**Records for the exercise**
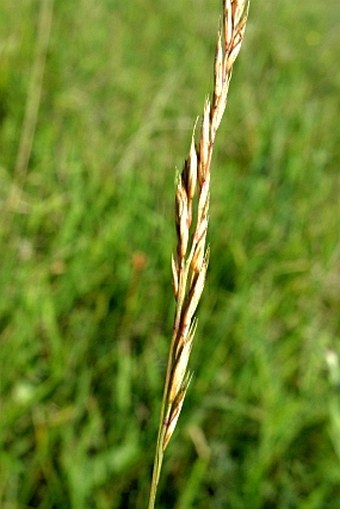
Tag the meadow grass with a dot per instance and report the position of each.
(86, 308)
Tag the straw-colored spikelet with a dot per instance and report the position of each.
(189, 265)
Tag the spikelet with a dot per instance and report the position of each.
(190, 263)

--

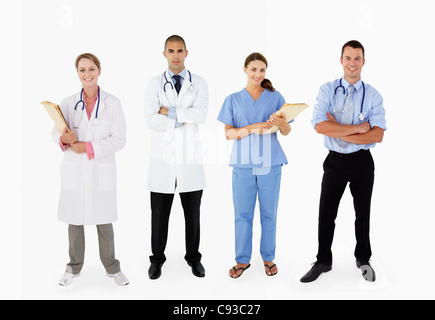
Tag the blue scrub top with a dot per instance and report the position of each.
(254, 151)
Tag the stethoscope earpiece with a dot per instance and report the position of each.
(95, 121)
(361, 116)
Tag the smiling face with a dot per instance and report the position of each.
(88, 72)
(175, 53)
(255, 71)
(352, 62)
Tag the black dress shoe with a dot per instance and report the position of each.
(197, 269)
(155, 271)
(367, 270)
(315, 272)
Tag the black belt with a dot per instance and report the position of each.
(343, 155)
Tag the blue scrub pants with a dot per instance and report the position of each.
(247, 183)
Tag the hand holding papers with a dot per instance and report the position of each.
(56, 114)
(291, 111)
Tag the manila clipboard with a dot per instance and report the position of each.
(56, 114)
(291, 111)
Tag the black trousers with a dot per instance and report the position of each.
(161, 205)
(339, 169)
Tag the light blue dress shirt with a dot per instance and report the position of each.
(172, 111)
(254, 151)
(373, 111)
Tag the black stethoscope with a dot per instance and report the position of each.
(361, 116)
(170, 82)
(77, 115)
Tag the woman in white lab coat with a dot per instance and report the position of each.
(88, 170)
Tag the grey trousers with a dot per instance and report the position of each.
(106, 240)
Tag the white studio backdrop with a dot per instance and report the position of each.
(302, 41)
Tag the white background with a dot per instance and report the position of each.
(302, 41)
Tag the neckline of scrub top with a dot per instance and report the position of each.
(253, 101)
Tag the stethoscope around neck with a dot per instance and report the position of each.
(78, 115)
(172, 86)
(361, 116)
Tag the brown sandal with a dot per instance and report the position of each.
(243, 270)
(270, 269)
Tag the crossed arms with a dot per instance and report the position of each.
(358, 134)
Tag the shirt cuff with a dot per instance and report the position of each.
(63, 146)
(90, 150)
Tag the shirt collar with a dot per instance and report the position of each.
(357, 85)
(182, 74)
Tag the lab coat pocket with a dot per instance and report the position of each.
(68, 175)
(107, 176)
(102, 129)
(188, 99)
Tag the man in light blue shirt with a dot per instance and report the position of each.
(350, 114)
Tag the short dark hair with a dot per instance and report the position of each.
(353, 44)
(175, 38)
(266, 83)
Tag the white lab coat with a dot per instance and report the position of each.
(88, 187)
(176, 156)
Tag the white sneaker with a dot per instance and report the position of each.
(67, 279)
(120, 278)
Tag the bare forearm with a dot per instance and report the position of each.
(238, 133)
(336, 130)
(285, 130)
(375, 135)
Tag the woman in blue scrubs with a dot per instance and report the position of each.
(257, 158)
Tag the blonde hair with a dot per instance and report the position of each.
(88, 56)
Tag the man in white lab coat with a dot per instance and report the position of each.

**Set task**
Pick out every row above that contains the string "hair", matching case, and copy each of those rows in full.

**Solution to the problem**
Tag the short dark hair with a dot per instance and report the position of each.
Tag the blonde hair with a dot per instance and report the position of each.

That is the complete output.